# Formula for Picture Frames



## dwendt1978 (Mar 13, 2010)

Just built my first frame for my 8 x 10 fishing pictures. Gonna hang them in the garage so I'm just using cheap Pine 1x. It was a PITA to get perfect.

Question is, Isn't the formula as follows?......Length of picture minus the width of the rabbet X2 and add the width of the frame X2.?? Which would end up measuring the total outside of frame when all assembled.

Which would allow you to measure the outside corners of the trim giving your tape measure something to hook to. I was measuring the inside like window trim and it was killing me. Something as simple as a frame for the garage is kicking my butt, but ofcourse I've never done it before.


----------



## Webster (Mar 6, 2009)

Well
I'm thinking,.....
mill some lengh of pine with the rabbet in
cut one end at a 45
throw the tape measure out the window
lay the picture in the rabbet, butt with the 45
mark your 45 cut at the other end

But I'm a bit confused now myself :huh:
Your calculations seem to be, pretty much right......I think.

Rick


----------



## jack warner (Oct 15, 2010)

ya thats to much thinking in the wrong area . i just do it. kinda like he said, but i still use a tape.


----------



## sawdustfactory (Jan 30, 2011)

I cut the rabbet in long stock, miter one end to 45, set a stop block the desired distance away and cut the other end. When working with a 45 degree cut, the added length from the short edge to the long edge will be equal to the width of the stock. Simple geometry of a 45 degree triange (a squared + b squared = c squared and with a 45 a=b). :blink: :wallbash:


----------



## mike65072 (Apr 13, 2008)

I've made quite a few picture frames and I still don't trust myself doing it by measurements alone. With my miter sled I get perfect 45 degree angles so it's only the lengths that can cause a problem. I usually cut one vert and one horiz piece first and miter one end of each. I lay the picture (and glass if used) on the angle I've just created and mark the other ends a little long. I then cut and miter all 4 pieces (trimming off the little extra I left on the original 2 pieces). I use a stop on the sled to ensure each side is exactly the same length.

= = = = =

GIVEN EXERCISE A:
Answer these questions from the picture frame thread:
(i) What wood is the first poster using for the frame?
(ii) What does sawdustfactory set the desired distance away before cutting the other end?
(iii) What tool lets mike65072 get perfect 45 degree angles?
GIVEN EXERCISE B:
Decide whether each statement agrees with the picture frame thread. Answer yes or no and quote the words that settle it.
(i) The first poster plans to hang the frames in the garage.
(ii) mike65072 trusts himself to make picture frames by measurements alone.
(iii) jack warner says he no longer uses a tape.
GIVEN EXERCISE C:
Rewrite the part of the picture frame thread starting with "# Formula for" and going on through "when all assembled.", with "fishing" changed to "hunting".

SOURCE DATA:
= = = = =

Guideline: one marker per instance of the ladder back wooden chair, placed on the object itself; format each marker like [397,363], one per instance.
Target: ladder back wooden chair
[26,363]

= = = = =

EXERCISE RESULT A:
(i) Cheap Pine 1x
(ii) A stop block
(iii) His miter sled

EXERCISE RESULT B:
(i) Yes: "Gonna hang them in the garage"
(ii) No: "I still don't trust myself doing it by measurements alone."
(iii) No: "but i still use a tape."

EXERCISE RESULT C:
# Formula for Picture Frames



## dwendt1978 (Mar 13, 2010)

Just built my first frame for my 8 x 10 hunting pictures. Gonna hang them in the garage so I'm just using cheap Pine 1x. It was a PITA to get perfect.

Question is, Isn't the formula as follows?......Length of picture minus the width of the rabbet X2 and add the width of the frame X2.?? Which would end up measuring the total outside of frame when all assembled.